_Task item A_
From the machine learning excerpt, extract the passage starting with "The k-means clustering algorithm mainly" and going on through "is Feature Engineering?", reproducing it word for word.
_Task item B_
In the machine learning excerpt, what must be predetermined in the k-means clustering algorithm?
_Task item C_
Proceed with the machine learning excerpt, writing on from its last sentence.

_Page extract_

..........

The algorithm takes the unlabeled dataset as input, divides the dataset into k-
number of clusters, and repeats the process until it does not find the best
clusters. The value of k should be predetermined in this algorithm.
The k-means clustering algorithm mainly performs two tasks:
o Determines the best value for K center points or centroids by an iterative
process.
o Assigns each data point to its closest k-center. Those data points which are
near to the particular k-center, create a cluster.
Hence each cluster has datapoints with some commonalities, and it is away from
other clusters.
The below diagram explains the working of the K-means Clustering Algorithm:
What is Feature Engineering?
Feature engineering is the pre-processing step of machine learning, which extracts
features from raw data. It helps to represent an underlying problem to predictive models in
a better way, which as a result, improve the accuracy of the model for unseen data. The
predictive model contains predictor variables and an outcome variable, and while the
feature engineering process selects the most useful predictor variables for the model.

..........

_Given entries_
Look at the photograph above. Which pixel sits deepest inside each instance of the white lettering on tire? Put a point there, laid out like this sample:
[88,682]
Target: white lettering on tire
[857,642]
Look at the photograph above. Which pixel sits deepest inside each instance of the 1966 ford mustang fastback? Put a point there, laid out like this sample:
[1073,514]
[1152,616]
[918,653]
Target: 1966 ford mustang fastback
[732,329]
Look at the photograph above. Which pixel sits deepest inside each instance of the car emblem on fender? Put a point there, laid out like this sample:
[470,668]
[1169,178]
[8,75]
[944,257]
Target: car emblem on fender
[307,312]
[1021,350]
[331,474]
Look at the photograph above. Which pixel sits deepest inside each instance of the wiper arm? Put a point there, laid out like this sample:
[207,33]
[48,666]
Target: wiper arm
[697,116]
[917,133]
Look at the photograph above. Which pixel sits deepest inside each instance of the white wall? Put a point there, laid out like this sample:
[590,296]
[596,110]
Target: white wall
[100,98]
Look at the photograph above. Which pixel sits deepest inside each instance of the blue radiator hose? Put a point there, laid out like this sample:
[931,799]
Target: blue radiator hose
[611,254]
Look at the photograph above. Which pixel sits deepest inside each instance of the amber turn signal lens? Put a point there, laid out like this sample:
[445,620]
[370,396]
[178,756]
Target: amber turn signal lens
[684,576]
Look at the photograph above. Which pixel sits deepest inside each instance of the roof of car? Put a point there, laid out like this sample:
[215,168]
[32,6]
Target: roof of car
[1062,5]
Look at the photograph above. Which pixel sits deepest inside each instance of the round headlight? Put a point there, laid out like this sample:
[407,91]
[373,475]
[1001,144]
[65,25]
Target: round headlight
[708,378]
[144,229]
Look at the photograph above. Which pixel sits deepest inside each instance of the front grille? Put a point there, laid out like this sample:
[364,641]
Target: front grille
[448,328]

..........

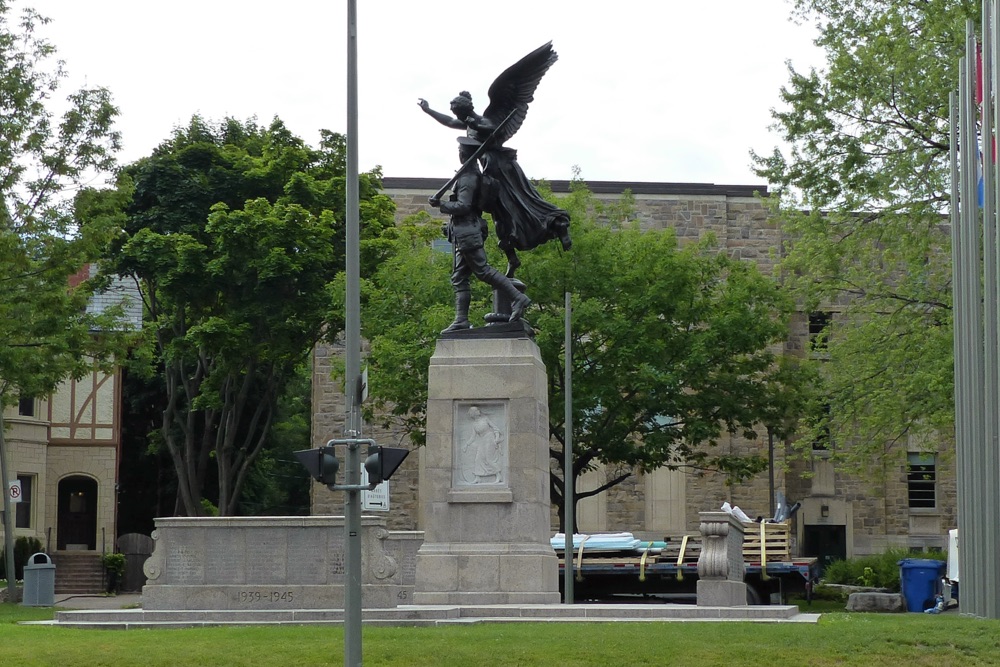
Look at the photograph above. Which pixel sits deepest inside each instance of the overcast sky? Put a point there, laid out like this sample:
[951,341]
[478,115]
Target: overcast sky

..........

_Expected output A_
The k-means clustering algorithm mainly performs two tasks:
o Determines the best value for K center points or centroids by an iterative
process.
o Assigns each data point to its closest k-center. Those data points which are
near to the particular k-center, create a cluster.
Hence each cluster has datapoints with some commonalities, and it is away from
other clusters.
The below diagram explains the working of the K-means Clustering Algorithm:
What is Feature Engineering?

_Expected output B_
The value of k.

_Expected output C_
Since 2016, automated feature engineering is also used in different machine learning
software that helps in automatically extracting features from raw data. Feature engineering
in ML contains mainly four processes: Feature Creation, Transformations, Feature
Extraction, and Feature Selection.
These processes are described as below:
1. Feature Creation: Feature creation is finding the most useful variables to be used in a
predictive model. The process is subjective, and it requires human creativity and
intervention. The new features are created by mixing existing features using addition,
subtraction, and ration, and these new features have great flexibility.
2. Transformations: The transformation step of feature engineering involves adjusting the

predictor variable to improve the accuracy and performance of the model. For example,
it ensures that the model is flexible to take input of the variety of data; it ensures that
all the variables are on the same scale, making the model easier to understand. It
improves the model's accuracy and ensures that all the features are within the
acceptable range to avoid any computational error.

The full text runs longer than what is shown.